アルトマンCEOに関する記事で、EU AI Actについての発言はどこで行われたパネルディスカッションでのものか答えてください。

- **本文**
#####
OpenAIのアルトマンCEO、「EU AI Act順守が困難ならEUでの事業は停止する」
欧州歴訪中のOpenAIのアルトマンCEOは、EUが準備中の「AI Act」と「順守できなければEUでの事業は停止する」と語った。「要件の一部には準拠するのが技術的に不可能かもしれない」という。
現在世界行脚中の米OpenAIのサム・アルトマンCEOは5月24日(英国時間)、EUが審査中のAI関連法案「EU AI Act」を順守できない場合、欧州での事業を停止する可能性があると語った。米TIMEなどが報じた。
これは、ロンドン大学ユニバーシティカレッジでのパネルディスカッションでの発言。アルトマン氏は、EU規制当局担当者とも会い、この法案についても話し合ったとも語った。
108ページにわたるEU AI Actには、「ハイリスク」だと判定されたAIアプリについて、トレーニングに使うデータやトレーニング方法などの開示義務を定義する条項もある。
OpenAIは3月に「GPT-4」を発表した際、開発に使ったハードウェア、トレーニング方法、データセット構築などに関する詳細を開示しないとテクニカルレポート(PDF)で説明した。
アルトマン氏は、EU AI Actの要件の一部には、準拠することが技術的に不可能ではないかと懸念しているという。
同氏はこのディスカッションの前に、米Google DeepMindのデミス・ハサビスCEO、米Anthropicのダリオ・アモディCEOとともに、リシ・スナク英首相と会談した。
この会談では、偽情報や国家安全保障などに関連するAI技術のリスクと、それを管理するために必要な行動や規制について話し合われた。スナク首相は、AIは人類を前向きに変革し、英国国民により良い結果をもたらす可能性があると語った。
アルトマン氏は22日、将来の高度なAI「superintelligence(超知能)」に対しては国際規制機関が必要だが、超知能にいたらない現在のAI関連プロジェクトを規制することは重要ではないと主張した。
#####
収集データ一覧:
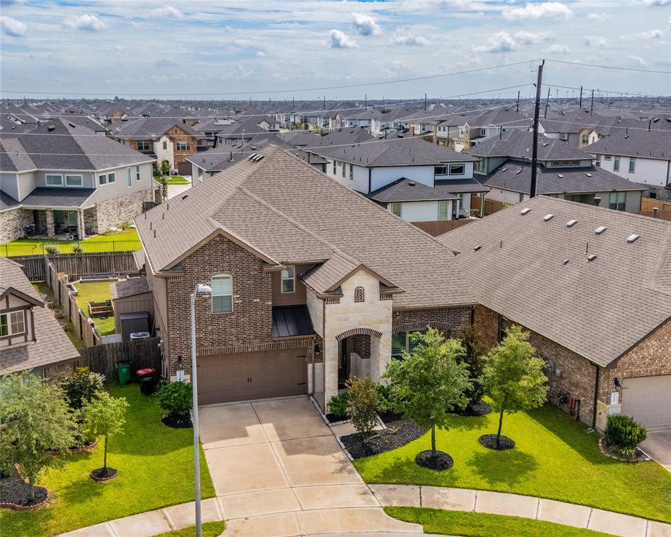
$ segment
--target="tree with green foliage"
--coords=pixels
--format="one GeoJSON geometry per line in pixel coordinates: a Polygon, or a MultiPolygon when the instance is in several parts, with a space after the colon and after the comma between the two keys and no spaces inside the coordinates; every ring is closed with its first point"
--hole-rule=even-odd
#####
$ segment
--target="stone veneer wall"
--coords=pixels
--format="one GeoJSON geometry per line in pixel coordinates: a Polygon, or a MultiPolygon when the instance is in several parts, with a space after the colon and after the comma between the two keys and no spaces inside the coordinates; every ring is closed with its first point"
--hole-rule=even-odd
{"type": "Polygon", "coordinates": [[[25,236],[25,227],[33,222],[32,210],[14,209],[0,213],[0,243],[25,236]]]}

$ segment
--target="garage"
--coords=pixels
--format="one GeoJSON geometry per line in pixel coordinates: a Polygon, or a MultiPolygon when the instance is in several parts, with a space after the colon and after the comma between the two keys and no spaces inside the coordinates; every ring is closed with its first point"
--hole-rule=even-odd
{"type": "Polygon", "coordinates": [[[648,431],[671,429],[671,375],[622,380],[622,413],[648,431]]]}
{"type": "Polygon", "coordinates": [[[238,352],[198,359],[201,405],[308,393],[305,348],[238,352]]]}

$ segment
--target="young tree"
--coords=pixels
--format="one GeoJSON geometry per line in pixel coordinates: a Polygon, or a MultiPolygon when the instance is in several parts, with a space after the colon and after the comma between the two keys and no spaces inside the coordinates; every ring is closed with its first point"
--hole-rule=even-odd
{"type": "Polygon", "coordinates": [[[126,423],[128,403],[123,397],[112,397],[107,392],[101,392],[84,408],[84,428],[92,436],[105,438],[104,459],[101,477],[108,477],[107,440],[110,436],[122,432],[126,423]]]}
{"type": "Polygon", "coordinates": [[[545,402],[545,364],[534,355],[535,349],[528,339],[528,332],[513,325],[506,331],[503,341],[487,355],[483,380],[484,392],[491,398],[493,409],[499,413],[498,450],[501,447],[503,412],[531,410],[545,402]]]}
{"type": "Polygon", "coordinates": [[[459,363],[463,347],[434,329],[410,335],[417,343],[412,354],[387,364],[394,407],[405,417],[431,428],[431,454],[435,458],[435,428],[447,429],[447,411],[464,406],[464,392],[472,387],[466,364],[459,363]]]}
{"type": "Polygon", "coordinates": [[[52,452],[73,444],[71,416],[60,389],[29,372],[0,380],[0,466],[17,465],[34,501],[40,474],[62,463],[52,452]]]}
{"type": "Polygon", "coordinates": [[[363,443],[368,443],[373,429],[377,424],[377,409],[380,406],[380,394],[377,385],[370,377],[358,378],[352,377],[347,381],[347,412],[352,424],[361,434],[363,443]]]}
#####
- **解答**
ロンドン大学ユニバーシティカレッジでのパネルディスカッションです。